begin DATA SUPPLIED
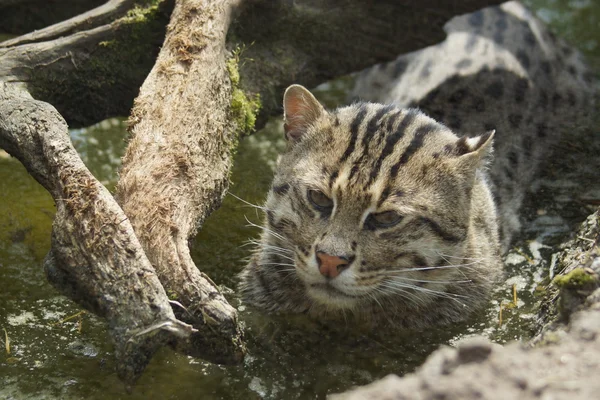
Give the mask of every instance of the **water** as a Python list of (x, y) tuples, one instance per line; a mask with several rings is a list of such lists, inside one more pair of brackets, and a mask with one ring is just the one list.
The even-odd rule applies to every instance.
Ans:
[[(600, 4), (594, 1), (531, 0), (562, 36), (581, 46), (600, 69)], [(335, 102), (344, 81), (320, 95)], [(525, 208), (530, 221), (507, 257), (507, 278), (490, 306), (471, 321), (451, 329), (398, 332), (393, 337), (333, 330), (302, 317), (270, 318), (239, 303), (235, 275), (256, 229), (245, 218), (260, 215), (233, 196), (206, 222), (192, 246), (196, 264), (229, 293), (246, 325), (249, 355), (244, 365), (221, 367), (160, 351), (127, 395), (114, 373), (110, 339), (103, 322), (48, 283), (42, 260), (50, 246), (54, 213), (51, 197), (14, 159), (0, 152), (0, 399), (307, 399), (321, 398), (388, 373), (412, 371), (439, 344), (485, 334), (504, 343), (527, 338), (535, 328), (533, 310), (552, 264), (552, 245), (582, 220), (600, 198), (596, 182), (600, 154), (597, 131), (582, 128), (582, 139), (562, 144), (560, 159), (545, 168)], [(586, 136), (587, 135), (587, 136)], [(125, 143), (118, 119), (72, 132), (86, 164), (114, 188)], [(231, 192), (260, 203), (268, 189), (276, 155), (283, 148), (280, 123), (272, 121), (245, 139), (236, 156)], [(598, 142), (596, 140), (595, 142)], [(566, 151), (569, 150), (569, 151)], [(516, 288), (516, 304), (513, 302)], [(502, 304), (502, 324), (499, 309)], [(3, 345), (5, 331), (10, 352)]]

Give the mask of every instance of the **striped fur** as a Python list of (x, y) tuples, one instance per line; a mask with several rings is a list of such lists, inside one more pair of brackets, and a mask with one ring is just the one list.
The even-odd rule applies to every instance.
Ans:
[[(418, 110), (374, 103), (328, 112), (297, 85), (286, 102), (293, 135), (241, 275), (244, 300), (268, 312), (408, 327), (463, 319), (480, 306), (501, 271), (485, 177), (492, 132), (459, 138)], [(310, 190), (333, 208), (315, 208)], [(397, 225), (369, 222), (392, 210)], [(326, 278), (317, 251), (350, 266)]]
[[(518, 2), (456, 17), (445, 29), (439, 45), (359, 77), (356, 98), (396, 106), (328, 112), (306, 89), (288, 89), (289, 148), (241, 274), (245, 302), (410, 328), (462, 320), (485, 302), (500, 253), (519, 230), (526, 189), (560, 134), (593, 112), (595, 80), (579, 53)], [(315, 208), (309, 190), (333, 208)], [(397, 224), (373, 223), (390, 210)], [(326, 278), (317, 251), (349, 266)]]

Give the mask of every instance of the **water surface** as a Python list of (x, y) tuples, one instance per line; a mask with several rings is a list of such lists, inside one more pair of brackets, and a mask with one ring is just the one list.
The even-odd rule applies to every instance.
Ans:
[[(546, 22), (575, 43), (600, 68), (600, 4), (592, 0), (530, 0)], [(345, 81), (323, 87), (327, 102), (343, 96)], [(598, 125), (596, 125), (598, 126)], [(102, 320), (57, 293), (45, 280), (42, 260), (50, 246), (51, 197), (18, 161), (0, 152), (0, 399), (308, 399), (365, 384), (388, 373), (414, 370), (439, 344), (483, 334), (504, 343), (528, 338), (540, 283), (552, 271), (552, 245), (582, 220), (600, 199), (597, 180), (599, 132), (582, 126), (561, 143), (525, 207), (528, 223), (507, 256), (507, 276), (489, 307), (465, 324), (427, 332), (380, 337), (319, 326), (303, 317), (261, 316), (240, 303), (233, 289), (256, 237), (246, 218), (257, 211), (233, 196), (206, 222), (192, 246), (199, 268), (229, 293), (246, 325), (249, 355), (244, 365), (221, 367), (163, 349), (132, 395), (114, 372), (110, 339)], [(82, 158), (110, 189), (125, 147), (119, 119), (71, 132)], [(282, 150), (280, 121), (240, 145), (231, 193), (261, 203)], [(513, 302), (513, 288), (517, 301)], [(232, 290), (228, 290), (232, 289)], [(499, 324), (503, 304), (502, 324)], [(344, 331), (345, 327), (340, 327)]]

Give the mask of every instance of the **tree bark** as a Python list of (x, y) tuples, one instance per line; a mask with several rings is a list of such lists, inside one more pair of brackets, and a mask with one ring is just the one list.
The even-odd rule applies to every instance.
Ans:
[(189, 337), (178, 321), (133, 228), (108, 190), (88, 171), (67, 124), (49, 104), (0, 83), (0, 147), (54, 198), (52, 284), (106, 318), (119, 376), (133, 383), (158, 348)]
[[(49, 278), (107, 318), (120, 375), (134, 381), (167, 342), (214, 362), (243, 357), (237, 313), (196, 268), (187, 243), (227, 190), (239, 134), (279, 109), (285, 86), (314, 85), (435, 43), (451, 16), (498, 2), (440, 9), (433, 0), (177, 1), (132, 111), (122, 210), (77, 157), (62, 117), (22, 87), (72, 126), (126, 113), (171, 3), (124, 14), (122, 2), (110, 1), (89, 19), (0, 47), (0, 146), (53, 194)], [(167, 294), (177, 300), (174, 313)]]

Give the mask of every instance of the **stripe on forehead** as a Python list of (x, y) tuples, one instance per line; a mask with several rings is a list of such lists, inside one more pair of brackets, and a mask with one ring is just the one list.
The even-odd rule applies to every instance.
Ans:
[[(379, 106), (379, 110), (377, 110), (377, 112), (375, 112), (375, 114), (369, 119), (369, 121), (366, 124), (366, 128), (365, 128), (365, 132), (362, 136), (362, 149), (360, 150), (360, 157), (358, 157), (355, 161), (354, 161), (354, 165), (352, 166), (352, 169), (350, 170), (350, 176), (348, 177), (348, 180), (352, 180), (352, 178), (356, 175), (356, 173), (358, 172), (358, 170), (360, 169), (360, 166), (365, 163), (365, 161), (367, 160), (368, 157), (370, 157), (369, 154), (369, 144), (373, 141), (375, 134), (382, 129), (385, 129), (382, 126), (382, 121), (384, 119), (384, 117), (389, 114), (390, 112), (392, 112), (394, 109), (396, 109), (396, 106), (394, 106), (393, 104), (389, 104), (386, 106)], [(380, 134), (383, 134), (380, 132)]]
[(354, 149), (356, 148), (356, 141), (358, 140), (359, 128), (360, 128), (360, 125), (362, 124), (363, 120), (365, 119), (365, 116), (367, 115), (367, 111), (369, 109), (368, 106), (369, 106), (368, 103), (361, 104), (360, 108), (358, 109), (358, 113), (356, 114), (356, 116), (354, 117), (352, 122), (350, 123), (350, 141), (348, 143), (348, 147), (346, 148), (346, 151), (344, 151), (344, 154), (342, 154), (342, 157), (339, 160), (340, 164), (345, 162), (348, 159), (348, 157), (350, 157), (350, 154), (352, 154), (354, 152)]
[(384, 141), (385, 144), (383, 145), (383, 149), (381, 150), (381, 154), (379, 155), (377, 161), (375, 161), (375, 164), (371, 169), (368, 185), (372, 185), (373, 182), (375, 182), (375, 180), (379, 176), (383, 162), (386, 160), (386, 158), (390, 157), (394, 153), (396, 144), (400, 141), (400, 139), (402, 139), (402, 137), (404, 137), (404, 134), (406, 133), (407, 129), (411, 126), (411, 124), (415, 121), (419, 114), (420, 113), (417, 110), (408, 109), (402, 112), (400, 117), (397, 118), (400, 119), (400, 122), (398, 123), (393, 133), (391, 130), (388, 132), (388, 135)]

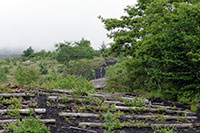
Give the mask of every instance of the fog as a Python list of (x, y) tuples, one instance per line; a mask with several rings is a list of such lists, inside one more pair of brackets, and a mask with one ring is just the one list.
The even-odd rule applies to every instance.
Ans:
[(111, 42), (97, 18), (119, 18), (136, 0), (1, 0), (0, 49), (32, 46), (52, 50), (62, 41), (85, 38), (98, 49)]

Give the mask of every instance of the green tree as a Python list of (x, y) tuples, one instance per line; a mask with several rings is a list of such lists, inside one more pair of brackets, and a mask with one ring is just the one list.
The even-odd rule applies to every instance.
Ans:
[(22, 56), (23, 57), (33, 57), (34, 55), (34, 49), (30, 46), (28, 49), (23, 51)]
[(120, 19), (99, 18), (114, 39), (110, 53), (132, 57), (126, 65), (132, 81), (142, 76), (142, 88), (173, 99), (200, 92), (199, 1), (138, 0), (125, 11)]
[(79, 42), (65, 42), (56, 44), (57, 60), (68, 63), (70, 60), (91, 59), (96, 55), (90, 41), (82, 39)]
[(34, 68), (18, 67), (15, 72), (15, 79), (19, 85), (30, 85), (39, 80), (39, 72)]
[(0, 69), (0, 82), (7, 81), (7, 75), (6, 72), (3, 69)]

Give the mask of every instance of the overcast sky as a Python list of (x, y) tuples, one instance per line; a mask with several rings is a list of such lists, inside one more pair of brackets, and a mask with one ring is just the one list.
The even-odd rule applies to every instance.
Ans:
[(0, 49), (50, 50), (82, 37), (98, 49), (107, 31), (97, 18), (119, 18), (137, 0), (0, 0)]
end DATA SUPPLIED
begin DATA SUPPLIED
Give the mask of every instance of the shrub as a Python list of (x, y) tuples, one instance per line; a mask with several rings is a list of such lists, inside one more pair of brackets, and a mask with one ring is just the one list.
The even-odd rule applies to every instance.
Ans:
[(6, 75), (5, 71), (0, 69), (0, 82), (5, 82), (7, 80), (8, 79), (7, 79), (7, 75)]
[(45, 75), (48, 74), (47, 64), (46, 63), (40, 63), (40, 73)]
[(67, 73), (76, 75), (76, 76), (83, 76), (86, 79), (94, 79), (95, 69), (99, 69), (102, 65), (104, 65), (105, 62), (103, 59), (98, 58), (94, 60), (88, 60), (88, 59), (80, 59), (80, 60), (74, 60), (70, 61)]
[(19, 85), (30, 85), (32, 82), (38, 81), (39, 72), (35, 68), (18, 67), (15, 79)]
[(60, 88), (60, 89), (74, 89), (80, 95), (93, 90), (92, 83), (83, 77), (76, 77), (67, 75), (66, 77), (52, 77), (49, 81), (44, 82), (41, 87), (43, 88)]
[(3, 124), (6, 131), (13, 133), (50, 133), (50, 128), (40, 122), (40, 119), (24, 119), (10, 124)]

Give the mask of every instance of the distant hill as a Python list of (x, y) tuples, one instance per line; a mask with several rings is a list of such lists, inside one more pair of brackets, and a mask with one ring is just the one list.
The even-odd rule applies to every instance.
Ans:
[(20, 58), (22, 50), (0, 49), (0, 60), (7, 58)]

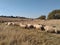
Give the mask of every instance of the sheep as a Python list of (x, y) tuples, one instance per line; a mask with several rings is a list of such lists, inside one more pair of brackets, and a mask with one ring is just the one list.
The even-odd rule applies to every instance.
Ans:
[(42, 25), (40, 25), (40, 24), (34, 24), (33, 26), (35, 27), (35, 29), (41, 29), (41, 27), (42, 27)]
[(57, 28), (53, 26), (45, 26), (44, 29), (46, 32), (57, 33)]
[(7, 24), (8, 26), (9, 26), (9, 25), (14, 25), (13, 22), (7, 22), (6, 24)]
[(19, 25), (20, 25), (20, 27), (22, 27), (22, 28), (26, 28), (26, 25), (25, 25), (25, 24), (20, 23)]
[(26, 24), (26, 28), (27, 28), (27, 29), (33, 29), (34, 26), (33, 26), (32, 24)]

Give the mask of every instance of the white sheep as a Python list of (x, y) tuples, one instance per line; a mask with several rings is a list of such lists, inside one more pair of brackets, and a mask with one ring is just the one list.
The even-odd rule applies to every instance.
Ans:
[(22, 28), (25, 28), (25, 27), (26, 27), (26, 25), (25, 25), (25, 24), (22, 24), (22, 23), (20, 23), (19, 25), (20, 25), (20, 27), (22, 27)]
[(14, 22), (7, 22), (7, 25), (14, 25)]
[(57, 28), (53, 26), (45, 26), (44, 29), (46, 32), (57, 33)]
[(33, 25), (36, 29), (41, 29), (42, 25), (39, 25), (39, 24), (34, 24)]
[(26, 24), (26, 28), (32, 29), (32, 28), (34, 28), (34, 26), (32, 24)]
end DATA SUPPLIED
begin DATA SUPPLIED
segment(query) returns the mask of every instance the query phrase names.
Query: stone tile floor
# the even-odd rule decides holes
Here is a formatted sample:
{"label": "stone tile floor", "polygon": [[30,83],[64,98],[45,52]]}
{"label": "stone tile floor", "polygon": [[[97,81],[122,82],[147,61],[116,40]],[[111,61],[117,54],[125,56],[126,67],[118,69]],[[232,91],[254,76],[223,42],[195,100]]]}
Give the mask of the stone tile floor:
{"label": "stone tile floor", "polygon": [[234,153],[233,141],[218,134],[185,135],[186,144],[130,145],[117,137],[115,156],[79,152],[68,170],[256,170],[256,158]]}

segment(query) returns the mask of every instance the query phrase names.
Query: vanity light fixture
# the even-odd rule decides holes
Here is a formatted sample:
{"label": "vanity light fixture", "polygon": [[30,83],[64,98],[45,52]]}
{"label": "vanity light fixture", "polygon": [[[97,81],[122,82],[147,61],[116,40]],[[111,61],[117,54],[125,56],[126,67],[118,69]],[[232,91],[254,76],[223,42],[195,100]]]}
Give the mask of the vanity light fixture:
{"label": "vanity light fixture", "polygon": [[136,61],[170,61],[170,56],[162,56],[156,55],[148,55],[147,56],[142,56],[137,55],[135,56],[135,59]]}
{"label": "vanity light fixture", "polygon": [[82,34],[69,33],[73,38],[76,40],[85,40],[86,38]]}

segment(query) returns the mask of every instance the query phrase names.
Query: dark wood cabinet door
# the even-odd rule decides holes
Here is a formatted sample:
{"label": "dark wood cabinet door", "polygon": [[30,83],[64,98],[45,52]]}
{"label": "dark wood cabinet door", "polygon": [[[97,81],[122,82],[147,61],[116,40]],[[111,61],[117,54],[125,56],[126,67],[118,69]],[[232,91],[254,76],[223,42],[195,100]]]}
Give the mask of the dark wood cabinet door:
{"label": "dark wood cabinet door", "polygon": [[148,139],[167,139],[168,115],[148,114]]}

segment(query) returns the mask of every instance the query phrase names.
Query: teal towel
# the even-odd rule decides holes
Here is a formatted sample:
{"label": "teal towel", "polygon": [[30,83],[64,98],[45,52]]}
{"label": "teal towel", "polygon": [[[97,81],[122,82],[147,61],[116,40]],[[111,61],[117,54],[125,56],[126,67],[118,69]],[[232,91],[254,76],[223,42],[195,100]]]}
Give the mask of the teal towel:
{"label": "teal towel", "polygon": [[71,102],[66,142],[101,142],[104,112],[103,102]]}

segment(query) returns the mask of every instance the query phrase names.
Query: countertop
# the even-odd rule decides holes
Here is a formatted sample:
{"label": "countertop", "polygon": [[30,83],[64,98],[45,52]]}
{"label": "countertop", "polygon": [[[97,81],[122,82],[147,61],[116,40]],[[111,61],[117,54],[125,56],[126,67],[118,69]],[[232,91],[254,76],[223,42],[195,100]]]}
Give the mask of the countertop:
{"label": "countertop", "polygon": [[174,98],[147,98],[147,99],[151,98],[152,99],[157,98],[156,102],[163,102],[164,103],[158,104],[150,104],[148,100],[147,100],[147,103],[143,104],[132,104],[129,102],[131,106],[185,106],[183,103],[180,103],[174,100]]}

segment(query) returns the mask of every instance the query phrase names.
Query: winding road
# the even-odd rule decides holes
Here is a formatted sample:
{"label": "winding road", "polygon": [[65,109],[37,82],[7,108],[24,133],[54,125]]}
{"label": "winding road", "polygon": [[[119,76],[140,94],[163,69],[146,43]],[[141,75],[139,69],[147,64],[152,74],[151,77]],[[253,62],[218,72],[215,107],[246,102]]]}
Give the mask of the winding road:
end DATA SUPPLIED
Copy out the lines of the data word for word, beginning with the line that contains "Give the mask of every instance of the **water**" and continuing through the line that contains "331), (10, 352)]]", both included.

Give the mask of every instance of the **water** as a Python list of (x, y) tuples, one instance per line; a mask with several rings is a list of such lists, inside one more pair of brackets, and a mask with one ring is just the one list.
The even-odd rule applies to every instance.
Ans:
[[(600, 4), (594, 1), (531, 0), (562, 36), (581, 46), (600, 69)], [(335, 102), (344, 81), (320, 95)], [(525, 208), (530, 221), (507, 257), (507, 278), (490, 306), (471, 321), (451, 329), (398, 332), (393, 337), (333, 330), (302, 317), (270, 318), (239, 303), (235, 275), (256, 229), (245, 218), (260, 215), (233, 196), (206, 222), (192, 246), (196, 264), (229, 293), (246, 325), (249, 355), (244, 365), (221, 367), (160, 351), (127, 395), (114, 373), (110, 339), (103, 322), (48, 283), (42, 260), (50, 246), (54, 213), (51, 197), (14, 159), (0, 152), (0, 399), (307, 399), (321, 398), (388, 373), (412, 371), (439, 344), (485, 334), (504, 343), (527, 338), (535, 328), (533, 310), (552, 264), (552, 245), (582, 220), (600, 198), (596, 182), (600, 154), (597, 131), (582, 128), (582, 139), (562, 144), (560, 159), (545, 168)], [(586, 136), (587, 135), (587, 136)], [(125, 143), (118, 119), (72, 132), (86, 164), (114, 188)], [(231, 192), (260, 203), (268, 189), (276, 155), (283, 148), (280, 123), (272, 121), (245, 139), (236, 156)], [(598, 142), (596, 140), (595, 142)], [(566, 151), (569, 150), (569, 151)], [(516, 288), (516, 304), (513, 302)], [(502, 304), (502, 324), (499, 309)], [(3, 345), (5, 331), (10, 352)]]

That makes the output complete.